> _Verilen Metin_
Şükrü HÜSEYİNOĞLU

22 Mart 2013

“ÖZGÜR SURİYE” Mİ, “İSLAMİ SURİYE” Mİ?

Öncelikle şunu bir kez daha vurgulamak istiyorum ki, Müslümanlar olarak, dünyada her olup-biteni ABD projesi olarak gören komplocu zihin yapısından da, başta ABD olmak üzere küresel şirk odaklarının plan-projelerini görmezden gelen ve her şeyi hayra yoran safdirik yaklaşımlardan da uzak olmamız gerekir. Ki, “Komploculuk?” başlıklı yazıda bu konuya ayrıntılı olarak değinmiştik.

Son yıllarda İslam coğrafyasında ciddi bir değişim-dönüşüm dalgasına tanık oluyoruz. Başta Türkiye olmak üzere bölgede paradigmalar değişiyor, eski paradigmalara dayalı statükolar yerini yeni statükolara bırakıyor. Bölgeye bir asra yakın dayatılan diktacı, militarist niteliğe sahip buyurgan/jakoben laiklik paradigması terk ediliyor, geride bırakılıyor.

> _Verilen Alıştırma 1_
Kayıtlarda "fork in the photo above." geçen satırdan başlayıp "(1119, 148)" geçen satırda bitirerek, "wooden hexagonal bowl" ifadesini "wooden round bowl" ile değiştirir misin? Diğer her şey olduğu gibi kalsın.

> _Sağlanan Veriler_
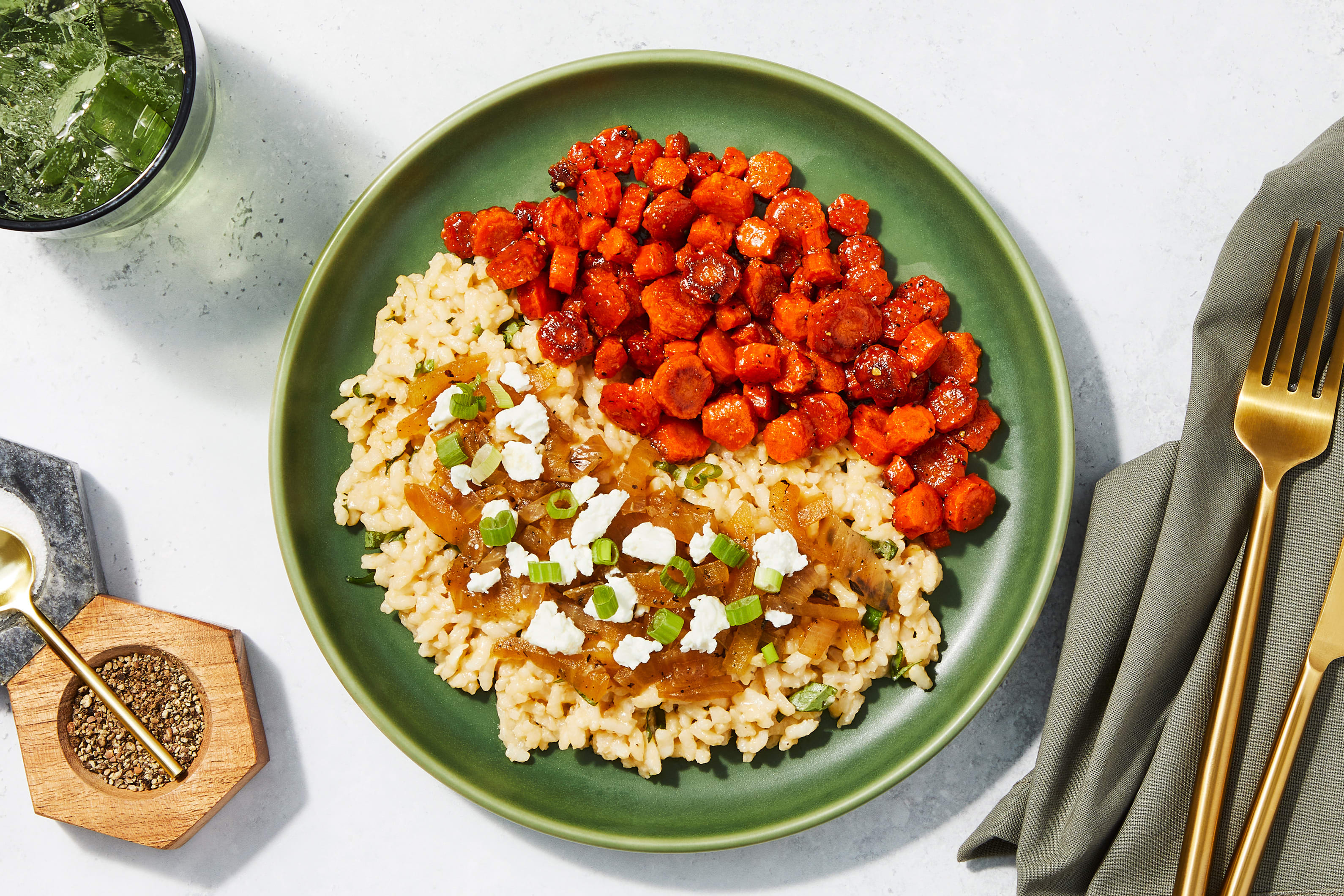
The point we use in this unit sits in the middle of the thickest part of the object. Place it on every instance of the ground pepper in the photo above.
(161, 694)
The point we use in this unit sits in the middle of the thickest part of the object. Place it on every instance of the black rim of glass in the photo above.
(179, 127)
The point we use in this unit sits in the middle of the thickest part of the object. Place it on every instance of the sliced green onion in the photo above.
(672, 585)
(666, 626)
(702, 473)
(812, 698)
(727, 550)
(511, 330)
(605, 602)
(605, 552)
(545, 573)
(873, 618)
(499, 531)
(451, 452)
(487, 460)
(768, 579)
(744, 610)
(561, 505)
(500, 396)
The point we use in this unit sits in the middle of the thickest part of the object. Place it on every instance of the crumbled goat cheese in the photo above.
(526, 418)
(635, 652)
(780, 552)
(482, 582)
(443, 417)
(553, 631)
(584, 489)
(701, 544)
(593, 520)
(462, 476)
(710, 620)
(518, 559)
(573, 560)
(652, 543)
(626, 600)
(515, 378)
(522, 462)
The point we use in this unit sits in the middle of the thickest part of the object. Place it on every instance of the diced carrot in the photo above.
(759, 363)
(917, 511)
(654, 260)
(667, 172)
(867, 434)
(710, 232)
(798, 374)
(757, 240)
(788, 437)
(830, 417)
(898, 476)
(976, 434)
(727, 420)
(968, 504)
(679, 441)
(734, 163)
(565, 269)
(632, 208)
(909, 428)
(609, 358)
(923, 346)
(727, 198)
(791, 317)
(617, 245)
(717, 351)
(592, 230)
(762, 399)
(537, 299)
(768, 174)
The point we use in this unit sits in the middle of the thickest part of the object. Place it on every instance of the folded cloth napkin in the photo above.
(1104, 811)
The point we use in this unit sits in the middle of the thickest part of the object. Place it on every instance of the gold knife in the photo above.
(1327, 647)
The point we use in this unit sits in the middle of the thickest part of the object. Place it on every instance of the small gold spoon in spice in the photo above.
(16, 594)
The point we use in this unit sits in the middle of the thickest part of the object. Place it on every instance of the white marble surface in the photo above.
(1117, 147)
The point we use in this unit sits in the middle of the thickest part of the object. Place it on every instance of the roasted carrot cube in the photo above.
(667, 172)
(632, 208)
(565, 268)
(734, 163)
(757, 240)
(923, 346)
(617, 245)
(849, 216)
(729, 198)
(710, 232)
(537, 299)
(655, 260)
(791, 317)
(759, 363)
(768, 174)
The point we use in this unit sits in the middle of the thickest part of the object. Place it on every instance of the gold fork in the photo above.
(1281, 428)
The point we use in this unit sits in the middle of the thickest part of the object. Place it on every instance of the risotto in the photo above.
(818, 653)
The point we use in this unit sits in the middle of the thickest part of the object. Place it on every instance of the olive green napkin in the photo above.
(1104, 811)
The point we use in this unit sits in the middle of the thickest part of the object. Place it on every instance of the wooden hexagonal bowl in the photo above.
(232, 751)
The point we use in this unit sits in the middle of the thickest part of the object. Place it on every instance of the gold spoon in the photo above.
(16, 594)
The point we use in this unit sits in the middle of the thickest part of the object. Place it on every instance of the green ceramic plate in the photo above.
(929, 218)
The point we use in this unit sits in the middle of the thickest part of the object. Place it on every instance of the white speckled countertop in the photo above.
(1119, 148)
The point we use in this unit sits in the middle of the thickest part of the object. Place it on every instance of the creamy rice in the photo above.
(433, 316)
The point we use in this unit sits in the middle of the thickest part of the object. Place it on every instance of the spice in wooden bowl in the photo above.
(159, 691)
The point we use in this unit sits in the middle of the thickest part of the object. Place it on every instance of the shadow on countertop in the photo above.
(979, 758)
(205, 287)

> _Verilen Alıştırma 2_
Verilen metinde "Son yıllarda İslam coğrafyasında" diye başlayan paragrafı, ana bilgilerini koruyarak daha kısa biçimde yazar mısın?

> _Yanıt 1_
The point we use in this unit sits in the middle of the thickest part of the object. Place it on every instance of the gold fork in the photo above.
(1281, 428)
The point we use in this unit sits in the middle of the thickest part of the object. Place it on every instance of the risotto in the photo above.
(818, 653)
The point we use in this unit sits in the middle of the thickest part of the object. Place it on every instance of the olive green napkin in the photo above.
(1104, 811)
The point we use in this unit sits in the middle of the thickest part of the object. Place it on every instance of the wooden round bowl in the photo above.
(232, 751)
The point we use in this unit sits in the middle of the thickest part of the object. Place it on every instance of the gold spoon in the photo above.
(16, 594)
The point we use in this unit sits in the middle of the thickest part of the object. Place it on every instance of the green ceramic plate in the photo above.
(929, 218)
The point we use in this unit sits in the middle of the thickest part of the object. Place it on every instance of the white speckled countertop in the photo above.
(1119, 148)

> _Yanıt 2_
İslam coğrafyası, başta Türkiye olmak üzere, son yıllarda ciddi bir değişim-dönüşüm yaşıyor. Eski paradigmalara dayalı statükolar yerini yenilerine bırakıyor. Bölgeye bir asra yakın dayatılan diktacı, militarist, buyurgan/jakoben laiklik paradigması terk ediliyor.